Given instruction: Return only the line that contains "Where can you spot the man's eyebrow?" and each line after it, through the last line of the data below, copied exactly.

Material for the task:
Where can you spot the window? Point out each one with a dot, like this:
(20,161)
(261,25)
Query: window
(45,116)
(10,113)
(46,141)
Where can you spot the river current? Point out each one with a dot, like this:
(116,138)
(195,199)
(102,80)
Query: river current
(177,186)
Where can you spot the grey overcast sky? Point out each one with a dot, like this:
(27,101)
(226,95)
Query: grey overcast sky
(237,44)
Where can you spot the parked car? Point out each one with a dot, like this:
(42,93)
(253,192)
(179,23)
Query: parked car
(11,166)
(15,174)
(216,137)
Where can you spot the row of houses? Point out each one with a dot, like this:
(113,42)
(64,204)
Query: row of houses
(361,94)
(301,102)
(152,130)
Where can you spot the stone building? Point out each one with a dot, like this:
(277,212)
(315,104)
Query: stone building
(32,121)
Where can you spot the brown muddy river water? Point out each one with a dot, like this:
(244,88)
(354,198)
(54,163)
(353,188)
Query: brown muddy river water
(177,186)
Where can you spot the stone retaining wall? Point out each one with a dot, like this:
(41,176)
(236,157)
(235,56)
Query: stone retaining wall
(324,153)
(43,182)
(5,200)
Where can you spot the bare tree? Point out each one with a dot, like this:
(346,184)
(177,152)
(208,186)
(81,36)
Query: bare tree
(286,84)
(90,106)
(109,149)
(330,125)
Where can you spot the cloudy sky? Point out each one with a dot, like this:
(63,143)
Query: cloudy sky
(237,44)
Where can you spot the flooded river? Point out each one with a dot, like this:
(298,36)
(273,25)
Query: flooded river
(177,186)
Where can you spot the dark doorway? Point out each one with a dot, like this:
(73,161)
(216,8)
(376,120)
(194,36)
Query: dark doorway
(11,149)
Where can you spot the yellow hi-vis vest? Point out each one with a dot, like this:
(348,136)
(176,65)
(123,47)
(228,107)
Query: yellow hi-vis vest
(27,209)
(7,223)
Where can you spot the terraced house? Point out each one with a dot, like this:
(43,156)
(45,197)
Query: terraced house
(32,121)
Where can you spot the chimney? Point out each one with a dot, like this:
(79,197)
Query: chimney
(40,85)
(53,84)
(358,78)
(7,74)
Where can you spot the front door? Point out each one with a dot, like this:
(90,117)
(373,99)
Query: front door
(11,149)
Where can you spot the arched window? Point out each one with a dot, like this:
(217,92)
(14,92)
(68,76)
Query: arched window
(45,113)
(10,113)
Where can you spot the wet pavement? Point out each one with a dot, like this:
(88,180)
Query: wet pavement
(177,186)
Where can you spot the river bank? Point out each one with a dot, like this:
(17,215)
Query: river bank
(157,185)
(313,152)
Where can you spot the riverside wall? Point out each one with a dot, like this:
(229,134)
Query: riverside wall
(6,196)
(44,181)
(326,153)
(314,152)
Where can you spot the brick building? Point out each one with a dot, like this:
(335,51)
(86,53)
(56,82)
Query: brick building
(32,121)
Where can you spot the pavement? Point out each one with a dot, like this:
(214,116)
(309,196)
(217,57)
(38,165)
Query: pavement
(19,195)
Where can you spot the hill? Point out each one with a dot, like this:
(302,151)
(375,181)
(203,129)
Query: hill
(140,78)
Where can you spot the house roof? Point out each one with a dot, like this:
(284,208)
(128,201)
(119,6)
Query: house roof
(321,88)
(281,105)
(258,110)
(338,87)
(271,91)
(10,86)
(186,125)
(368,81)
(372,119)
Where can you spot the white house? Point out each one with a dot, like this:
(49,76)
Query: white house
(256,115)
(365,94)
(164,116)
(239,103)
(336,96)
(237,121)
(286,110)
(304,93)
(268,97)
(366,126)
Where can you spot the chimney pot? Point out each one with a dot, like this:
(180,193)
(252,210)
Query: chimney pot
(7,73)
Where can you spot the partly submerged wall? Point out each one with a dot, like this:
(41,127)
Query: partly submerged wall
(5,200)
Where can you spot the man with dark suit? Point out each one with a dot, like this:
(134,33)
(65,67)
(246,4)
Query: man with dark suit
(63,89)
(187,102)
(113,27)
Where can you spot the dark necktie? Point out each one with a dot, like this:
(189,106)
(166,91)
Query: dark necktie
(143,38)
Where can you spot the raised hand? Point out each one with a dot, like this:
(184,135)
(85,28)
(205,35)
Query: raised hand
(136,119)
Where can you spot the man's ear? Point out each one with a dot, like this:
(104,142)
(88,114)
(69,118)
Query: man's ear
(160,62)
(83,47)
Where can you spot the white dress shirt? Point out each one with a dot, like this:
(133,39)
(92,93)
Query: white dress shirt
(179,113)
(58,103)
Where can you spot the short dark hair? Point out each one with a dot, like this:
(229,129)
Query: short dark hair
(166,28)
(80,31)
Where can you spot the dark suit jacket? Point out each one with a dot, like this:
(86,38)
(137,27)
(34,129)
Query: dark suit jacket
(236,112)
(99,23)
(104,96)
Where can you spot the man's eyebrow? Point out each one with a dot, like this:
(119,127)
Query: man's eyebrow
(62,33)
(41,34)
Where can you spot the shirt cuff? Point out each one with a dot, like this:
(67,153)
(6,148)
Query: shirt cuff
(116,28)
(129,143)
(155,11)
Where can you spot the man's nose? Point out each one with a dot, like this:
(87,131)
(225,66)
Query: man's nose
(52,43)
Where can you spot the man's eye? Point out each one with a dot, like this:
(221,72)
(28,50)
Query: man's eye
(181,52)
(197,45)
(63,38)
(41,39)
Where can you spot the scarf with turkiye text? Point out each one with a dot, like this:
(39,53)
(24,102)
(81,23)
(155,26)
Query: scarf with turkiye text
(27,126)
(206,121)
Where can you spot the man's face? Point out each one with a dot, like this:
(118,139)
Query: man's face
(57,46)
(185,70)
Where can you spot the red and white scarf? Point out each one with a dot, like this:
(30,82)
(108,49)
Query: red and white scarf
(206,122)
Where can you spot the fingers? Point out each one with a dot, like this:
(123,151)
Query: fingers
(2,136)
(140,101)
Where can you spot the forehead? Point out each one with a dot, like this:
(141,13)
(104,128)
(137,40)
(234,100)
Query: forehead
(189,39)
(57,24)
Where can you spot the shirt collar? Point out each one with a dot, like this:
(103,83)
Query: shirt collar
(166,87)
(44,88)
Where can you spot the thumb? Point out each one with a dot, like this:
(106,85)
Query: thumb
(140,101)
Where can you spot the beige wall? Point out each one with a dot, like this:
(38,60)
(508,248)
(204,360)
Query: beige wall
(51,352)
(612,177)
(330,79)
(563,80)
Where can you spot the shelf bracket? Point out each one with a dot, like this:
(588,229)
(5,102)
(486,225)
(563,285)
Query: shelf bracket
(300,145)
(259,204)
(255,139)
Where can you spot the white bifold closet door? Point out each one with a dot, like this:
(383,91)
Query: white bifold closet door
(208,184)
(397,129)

The output:
Where can you spot the man's eyebrow? Point out each one with a dot, like this:
(119,127)
Query: man's eyebrow
(62,33)
(41,34)
Where can you spot the shirt cuff? Point out each one with a dot, like this:
(67,153)
(6,148)
Query: shirt cuff
(116,28)
(129,143)
(155,11)
Where can you spot the man's nose? Point out each one with a dot, like this:
(87,131)
(225,66)
Query: man's nose
(52,43)
Where can you spot the man's eye? Point out each one with a dot, like this:
(221,72)
(28,50)
Query: man's eye
(181,52)
(197,45)
(63,38)
(41,39)
Where can you spot the scarf with turkiye text? Point out each one with a dot, like this:
(39,53)
(24,102)
(81,23)
(155,26)
Query: scarf with turkiye text
(27,126)
(206,121)
Where can you spot the man's face? Point out each one with a dot, like this:
(118,139)
Query: man's face
(57,46)
(185,70)
Where can you spot the red and white scarf? Point out each one with a dot, like this:
(30,82)
(108,49)
Query: red and white scarf
(206,122)
Where can you spot the fingers? Point out each one with a dot, like this:
(123,151)
Query: fingers
(2,136)
(140,101)
Where can you spot the forehead? Point out each one with a dot, like this:
(141,13)
(104,128)
(137,40)
(234,100)
Query: forehead
(189,39)
(57,24)
Where can you spot the shirt collar? Point out each one with a dot, like this:
(103,83)
Query: shirt collar
(166,87)
(44,88)
Where can you spot the thumb? Point out each one with a dot, like this:
(106,85)
Query: thumb
(140,101)
Where can you spot the beige wall? Point out each one with a dot, like this:
(38,60)
(508,248)
(204,360)
Query: beige wall
(51,352)
(612,177)
(330,79)
(563,80)
Where can you spot the shelf bracket? Point out each one with a dot, like this:
(588,229)
(5,102)
(486,225)
(563,285)
Query: shelf bracket
(300,145)
(259,204)
(255,139)
Where can you spot the white bifold closet door? Point out each one with a dot, like this:
(383,91)
Query: white bifold closet door
(208,184)
(397,129)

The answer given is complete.